Point annotation dataset records –
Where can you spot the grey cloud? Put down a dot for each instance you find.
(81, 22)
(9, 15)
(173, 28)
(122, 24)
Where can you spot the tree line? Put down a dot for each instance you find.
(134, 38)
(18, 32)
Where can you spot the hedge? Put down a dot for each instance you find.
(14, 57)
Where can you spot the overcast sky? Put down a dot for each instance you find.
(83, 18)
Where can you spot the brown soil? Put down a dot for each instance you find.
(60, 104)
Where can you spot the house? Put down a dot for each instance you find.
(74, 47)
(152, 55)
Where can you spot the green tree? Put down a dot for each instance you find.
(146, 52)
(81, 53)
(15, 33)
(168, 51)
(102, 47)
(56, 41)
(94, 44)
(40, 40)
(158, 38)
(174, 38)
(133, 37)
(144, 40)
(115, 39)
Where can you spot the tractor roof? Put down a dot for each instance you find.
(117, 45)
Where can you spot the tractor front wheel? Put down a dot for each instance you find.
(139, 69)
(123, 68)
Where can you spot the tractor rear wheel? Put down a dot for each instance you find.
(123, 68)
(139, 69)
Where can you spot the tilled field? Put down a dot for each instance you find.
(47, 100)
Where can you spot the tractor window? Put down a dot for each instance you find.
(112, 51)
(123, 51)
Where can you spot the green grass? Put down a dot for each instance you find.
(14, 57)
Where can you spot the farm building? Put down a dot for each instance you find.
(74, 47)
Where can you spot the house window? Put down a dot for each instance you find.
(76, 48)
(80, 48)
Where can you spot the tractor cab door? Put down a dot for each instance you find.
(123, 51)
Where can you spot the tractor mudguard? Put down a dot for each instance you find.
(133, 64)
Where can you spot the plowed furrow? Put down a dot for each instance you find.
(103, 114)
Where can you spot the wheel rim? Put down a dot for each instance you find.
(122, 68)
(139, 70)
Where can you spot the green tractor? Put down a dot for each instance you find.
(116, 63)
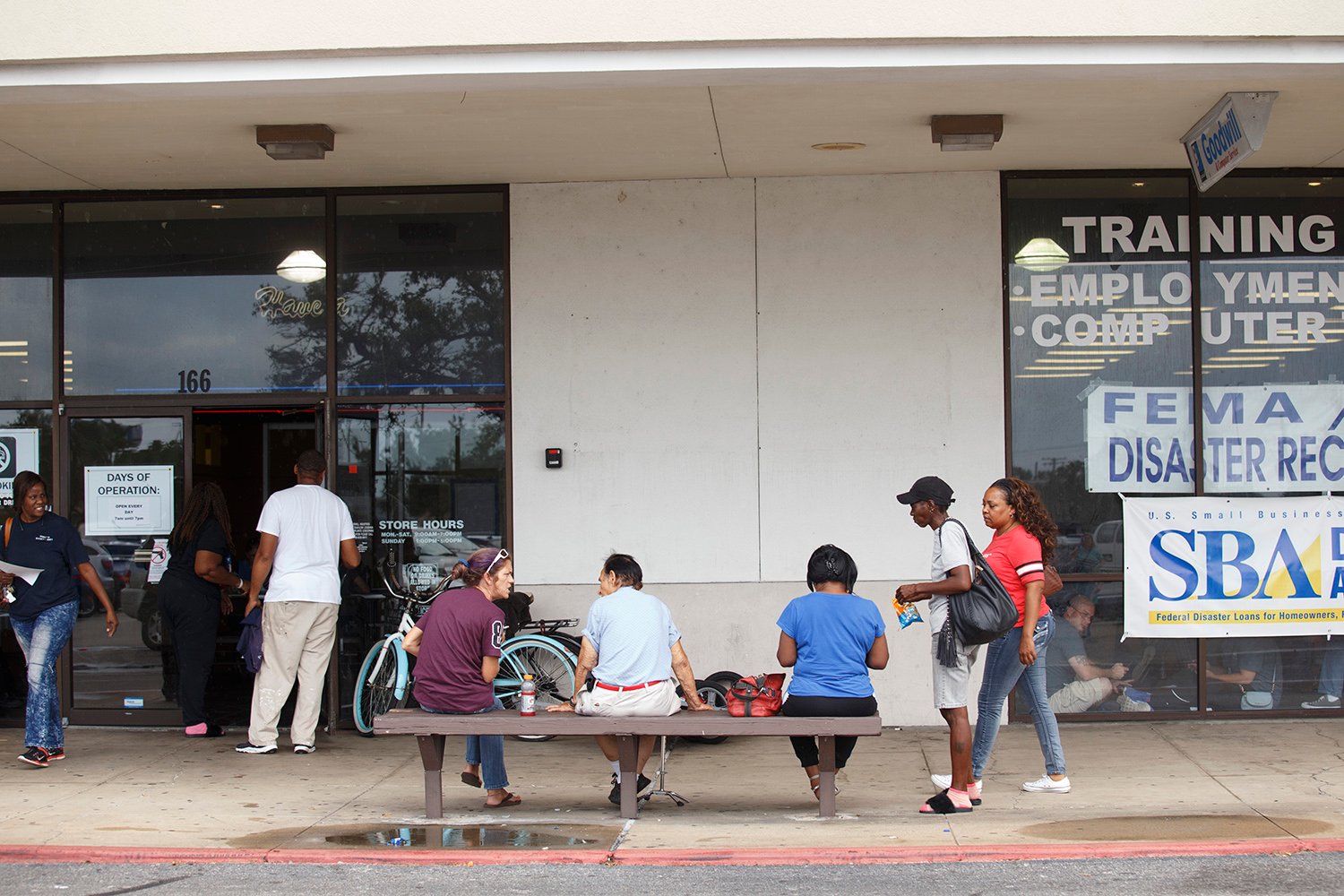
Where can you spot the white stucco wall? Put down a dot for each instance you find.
(739, 371)
(94, 29)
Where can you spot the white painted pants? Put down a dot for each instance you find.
(297, 638)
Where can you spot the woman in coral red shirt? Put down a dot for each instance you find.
(1024, 540)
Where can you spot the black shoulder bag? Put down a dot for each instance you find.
(986, 611)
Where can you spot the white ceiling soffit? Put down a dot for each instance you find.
(617, 115)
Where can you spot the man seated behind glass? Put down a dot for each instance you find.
(1075, 683)
(633, 650)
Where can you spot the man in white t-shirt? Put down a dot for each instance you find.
(929, 500)
(306, 535)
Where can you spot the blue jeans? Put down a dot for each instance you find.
(42, 641)
(1332, 667)
(486, 751)
(1003, 672)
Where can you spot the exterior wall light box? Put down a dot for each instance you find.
(961, 134)
(293, 142)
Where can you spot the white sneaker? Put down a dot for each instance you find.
(1047, 785)
(943, 782)
(1128, 704)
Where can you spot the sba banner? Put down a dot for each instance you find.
(1214, 567)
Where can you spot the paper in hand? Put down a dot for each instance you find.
(27, 573)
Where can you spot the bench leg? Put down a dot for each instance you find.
(827, 780)
(432, 756)
(628, 745)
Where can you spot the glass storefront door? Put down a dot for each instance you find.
(125, 479)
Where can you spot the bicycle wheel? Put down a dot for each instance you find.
(717, 696)
(375, 691)
(550, 665)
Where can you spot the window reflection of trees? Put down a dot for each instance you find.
(400, 332)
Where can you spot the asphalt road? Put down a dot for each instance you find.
(1250, 874)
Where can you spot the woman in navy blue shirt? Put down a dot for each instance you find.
(43, 613)
(831, 638)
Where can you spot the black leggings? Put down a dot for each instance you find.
(806, 748)
(191, 621)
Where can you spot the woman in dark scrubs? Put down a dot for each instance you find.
(191, 600)
(43, 613)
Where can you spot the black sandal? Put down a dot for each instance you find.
(943, 805)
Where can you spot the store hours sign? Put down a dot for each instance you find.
(128, 500)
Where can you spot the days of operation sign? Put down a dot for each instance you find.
(128, 500)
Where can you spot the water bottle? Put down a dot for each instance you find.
(527, 700)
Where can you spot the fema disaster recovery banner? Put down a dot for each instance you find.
(1207, 567)
(1257, 438)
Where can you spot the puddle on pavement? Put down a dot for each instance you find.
(437, 837)
(1144, 828)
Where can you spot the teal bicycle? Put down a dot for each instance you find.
(384, 677)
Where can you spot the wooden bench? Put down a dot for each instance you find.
(432, 729)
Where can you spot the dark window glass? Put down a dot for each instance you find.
(1271, 276)
(421, 295)
(425, 487)
(26, 298)
(1099, 358)
(185, 297)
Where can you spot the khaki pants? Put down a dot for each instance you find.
(1077, 696)
(297, 638)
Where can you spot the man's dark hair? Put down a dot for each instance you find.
(626, 570)
(830, 563)
(312, 462)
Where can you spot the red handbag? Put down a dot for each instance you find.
(757, 696)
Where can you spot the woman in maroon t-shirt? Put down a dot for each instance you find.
(457, 649)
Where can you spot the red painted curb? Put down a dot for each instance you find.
(857, 856)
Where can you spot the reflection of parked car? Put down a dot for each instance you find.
(139, 600)
(123, 555)
(105, 567)
(1110, 541)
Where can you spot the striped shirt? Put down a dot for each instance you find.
(1015, 557)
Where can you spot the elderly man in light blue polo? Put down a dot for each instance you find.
(633, 650)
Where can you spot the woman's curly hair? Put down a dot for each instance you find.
(1030, 512)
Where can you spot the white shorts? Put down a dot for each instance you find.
(951, 684)
(655, 700)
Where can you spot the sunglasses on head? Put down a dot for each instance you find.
(502, 555)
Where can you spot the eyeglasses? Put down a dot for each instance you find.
(502, 555)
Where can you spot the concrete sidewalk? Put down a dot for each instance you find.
(1139, 788)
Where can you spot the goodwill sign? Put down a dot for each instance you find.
(1207, 567)
(1257, 438)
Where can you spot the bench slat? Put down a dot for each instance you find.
(683, 724)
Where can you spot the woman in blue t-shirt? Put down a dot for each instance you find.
(831, 638)
(43, 613)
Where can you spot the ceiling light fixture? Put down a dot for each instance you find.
(1042, 254)
(293, 142)
(962, 134)
(303, 266)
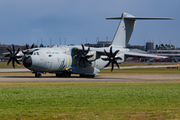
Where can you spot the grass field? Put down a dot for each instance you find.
(90, 100)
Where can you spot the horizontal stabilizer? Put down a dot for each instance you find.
(137, 18)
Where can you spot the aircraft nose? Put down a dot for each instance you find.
(27, 61)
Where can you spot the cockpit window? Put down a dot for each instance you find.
(31, 52)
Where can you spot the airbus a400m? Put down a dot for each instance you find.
(85, 61)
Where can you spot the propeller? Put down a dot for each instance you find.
(83, 57)
(111, 58)
(26, 48)
(13, 56)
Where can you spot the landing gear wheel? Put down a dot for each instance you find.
(38, 74)
(86, 76)
(63, 74)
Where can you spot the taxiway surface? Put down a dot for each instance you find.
(97, 78)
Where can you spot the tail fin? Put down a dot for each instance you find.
(126, 27)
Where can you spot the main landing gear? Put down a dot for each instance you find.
(86, 76)
(63, 74)
(37, 74)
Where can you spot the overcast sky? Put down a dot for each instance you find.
(25, 21)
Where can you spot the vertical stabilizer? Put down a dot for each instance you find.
(124, 30)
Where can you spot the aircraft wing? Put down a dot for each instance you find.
(134, 54)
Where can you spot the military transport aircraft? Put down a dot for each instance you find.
(85, 61)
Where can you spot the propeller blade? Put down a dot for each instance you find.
(32, 46)
(107, 64)
(82, 48)
(112, 66)
(116, 58)
(17, 61)
(27, 47)
(12, 56)
(17, 51)
(107, 54)
(88, 56)
(111, 50)
(8, 55)
(115, 53)
(13, 63)
(117, 64)
(105, 59)
(9, 50)
(9, 61)
(111, 58)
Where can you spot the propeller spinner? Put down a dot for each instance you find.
(111, 57)
(83, 57)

WHAT THE TASK ASKS – Starting at the line that contains "Where can you spot the propeller blade?" and continuing through the end of the listing, reproduce those lines with every "instance" replaced by "occurrence". Leave everything else unchanged.

THE COMPLETED TASK –
Where can you spot the propeller blade? Put down a dot for each occurrence you find.
(32, 46)
(107, 64)
(82, 48)
(112, 66)
(116, 58)
(17, 61)
(27, 47)
(12, 56)
(17, 51)
(107, 54)
(88, 56)
(111, 50)
(8, 55)
(115, 53)
(13, 63)
(117, 64)
(105, 59)
(9, 50)
(9, 61)
(111, 58)
Where can you spot the propeller spinner? Put down a dot for each occurrence you find.
(111, 57)
(83, 57)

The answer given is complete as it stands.